• Text block
= = = =
As you say, living in Yorkshire, you are allowed to apply for a Schengen visa by post to the French Consulate in London.

But you have correctly mentioned the matter of having at least three months left. So indeed it might be best to postpone the trip into "Schengen land" until the two-year spouse visa is in his passport.

There is an added benefit in delaying. Once the marriage has happened your husband (as he will be) will be a Family Member of an EU Citizen ... you! It therefore follows that the Schengen visa will be free ... and all the starred questions of the application form need not be completed. In short, it is very much easier and cheaper to get a Schengen visa after the marriage has happened.

Visa is free? Yes, but they do insist that if you are applying by post that you enclose a prepaid self-addressed Special Delivery envelope. As you will undoubtedly want to send the application by Special Delivery, in view of its contents ... two passports and the marriage certificate .... you are talking about 2 x circa £4 = circa £8 for the visa ..... but that is distinctly cheaper than a trip to London!

So plan for a UK honeymoon? Lots of lovely places to visit in England, Scotland, Wales and Northern Ireland! Indeed I say ... a bit tongue in cheek .... get married .... start the honeymoon in Glasgow ... and visit the PEO there and get the spouse visa .... after that spouse visa is in the passport, post the Schengen visa application off to London ... continue on the honeymoon ... the Highlands and Islands of Scotland .. by the time you get back to Yorkshire, waiting on your doormat might be a card from the Post Office saying they have a Special Delivery envelope requiring a signature!
= = = =
• Data records
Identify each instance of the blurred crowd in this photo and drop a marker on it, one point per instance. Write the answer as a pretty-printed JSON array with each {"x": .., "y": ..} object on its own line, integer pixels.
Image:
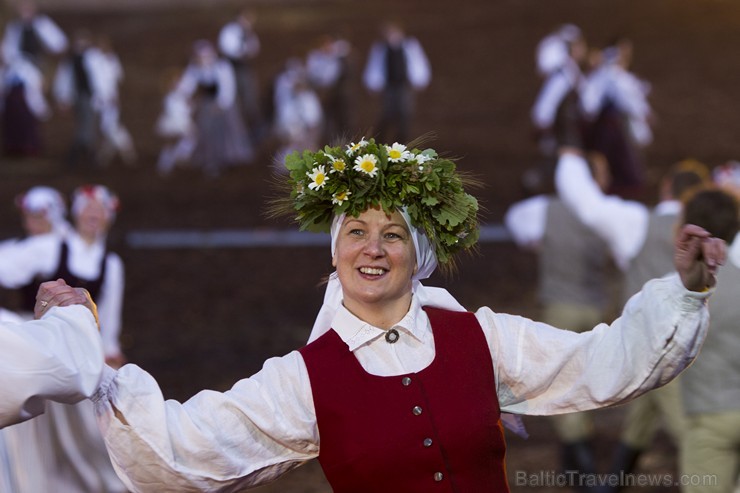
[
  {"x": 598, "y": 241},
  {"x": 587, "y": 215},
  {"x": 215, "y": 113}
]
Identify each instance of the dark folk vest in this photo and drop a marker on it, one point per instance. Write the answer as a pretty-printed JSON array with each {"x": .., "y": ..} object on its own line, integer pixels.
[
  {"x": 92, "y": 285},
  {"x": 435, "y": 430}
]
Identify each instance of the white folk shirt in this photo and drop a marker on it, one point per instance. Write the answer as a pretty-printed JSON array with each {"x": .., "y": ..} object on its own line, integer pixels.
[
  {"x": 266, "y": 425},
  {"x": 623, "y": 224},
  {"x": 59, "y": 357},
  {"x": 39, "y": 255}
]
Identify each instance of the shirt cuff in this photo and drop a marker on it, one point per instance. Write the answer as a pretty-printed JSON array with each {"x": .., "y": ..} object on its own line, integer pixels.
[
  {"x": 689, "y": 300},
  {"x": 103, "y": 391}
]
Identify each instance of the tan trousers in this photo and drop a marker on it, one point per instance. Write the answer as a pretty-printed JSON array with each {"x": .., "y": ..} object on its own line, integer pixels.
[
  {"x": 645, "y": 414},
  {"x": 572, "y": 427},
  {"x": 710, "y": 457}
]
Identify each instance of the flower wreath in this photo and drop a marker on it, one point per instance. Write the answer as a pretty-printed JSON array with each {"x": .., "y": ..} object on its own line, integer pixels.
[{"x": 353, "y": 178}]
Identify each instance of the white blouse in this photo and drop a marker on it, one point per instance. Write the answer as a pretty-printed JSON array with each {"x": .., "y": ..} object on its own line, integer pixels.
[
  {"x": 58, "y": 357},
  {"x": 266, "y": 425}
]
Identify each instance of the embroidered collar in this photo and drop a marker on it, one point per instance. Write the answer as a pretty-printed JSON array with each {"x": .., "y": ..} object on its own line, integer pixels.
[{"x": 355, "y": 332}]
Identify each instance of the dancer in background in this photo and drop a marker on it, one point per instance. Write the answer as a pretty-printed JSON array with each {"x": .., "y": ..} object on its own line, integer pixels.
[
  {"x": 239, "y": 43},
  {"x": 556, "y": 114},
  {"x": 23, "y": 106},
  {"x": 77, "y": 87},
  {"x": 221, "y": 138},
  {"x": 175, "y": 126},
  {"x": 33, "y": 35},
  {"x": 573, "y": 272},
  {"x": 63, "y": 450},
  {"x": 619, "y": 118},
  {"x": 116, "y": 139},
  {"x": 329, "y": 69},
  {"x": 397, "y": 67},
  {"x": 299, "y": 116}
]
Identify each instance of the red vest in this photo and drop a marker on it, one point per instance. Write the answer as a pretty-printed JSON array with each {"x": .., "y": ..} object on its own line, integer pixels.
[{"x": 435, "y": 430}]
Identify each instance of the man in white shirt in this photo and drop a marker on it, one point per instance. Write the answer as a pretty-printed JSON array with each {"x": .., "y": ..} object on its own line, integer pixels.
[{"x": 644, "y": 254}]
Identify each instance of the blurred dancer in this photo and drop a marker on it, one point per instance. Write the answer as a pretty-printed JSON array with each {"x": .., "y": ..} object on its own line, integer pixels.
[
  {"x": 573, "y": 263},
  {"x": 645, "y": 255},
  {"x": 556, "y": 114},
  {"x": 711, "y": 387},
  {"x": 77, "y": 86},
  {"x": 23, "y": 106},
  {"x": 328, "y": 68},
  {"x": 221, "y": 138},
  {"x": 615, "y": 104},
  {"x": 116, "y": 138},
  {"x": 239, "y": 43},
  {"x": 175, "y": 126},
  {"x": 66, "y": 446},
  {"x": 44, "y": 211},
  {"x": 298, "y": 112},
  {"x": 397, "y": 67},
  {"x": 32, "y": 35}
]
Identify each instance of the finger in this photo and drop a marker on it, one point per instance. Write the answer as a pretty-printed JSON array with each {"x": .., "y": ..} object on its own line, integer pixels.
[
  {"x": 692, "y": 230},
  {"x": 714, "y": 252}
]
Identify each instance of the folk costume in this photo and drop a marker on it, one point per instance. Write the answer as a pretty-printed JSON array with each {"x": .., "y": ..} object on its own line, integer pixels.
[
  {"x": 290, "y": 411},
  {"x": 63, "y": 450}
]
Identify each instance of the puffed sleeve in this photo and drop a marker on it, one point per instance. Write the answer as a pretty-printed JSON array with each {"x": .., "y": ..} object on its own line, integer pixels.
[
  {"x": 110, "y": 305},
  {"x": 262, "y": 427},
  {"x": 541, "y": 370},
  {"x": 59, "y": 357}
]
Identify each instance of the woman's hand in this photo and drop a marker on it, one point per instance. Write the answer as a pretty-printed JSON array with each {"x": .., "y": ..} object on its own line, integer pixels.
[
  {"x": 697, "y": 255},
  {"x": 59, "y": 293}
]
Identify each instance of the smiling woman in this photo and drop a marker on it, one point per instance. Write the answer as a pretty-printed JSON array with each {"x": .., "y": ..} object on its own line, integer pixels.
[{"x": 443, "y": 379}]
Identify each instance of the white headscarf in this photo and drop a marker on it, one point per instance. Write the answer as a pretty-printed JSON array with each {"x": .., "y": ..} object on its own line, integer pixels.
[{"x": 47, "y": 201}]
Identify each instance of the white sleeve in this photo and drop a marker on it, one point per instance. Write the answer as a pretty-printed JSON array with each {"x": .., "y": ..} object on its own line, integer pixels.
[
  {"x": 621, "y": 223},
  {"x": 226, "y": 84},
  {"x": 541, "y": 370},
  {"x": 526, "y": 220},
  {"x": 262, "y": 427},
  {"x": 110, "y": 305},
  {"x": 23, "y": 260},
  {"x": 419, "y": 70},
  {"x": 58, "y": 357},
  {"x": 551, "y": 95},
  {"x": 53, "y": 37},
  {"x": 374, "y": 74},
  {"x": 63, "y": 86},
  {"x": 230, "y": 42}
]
= = = =
• Written request 1
Rewrite the passage of the Schengen visa post starting at "Visa is free?" and ending at "trip to London!", putting "registered post" in place of "Special Delivery".
• Written request 2
According to the Schengen visa post, to which office may someone living in Yorkshire send a Schengen visa application by post?

• Correct result 1
Visa is free? Yes, but they do insist that if you are applying by post that you enclose a prepaid self-addressed registered post envelope. As you will undoubtedly want to send the application by registered post, in view of its contents ... two passports and the marriage certificate .... you are talking about 2 x circa £4 = circa £8 for the visa ..... but that is distinctly cheaper than a trip to London!

• Correct result 2
The French Consulate in London.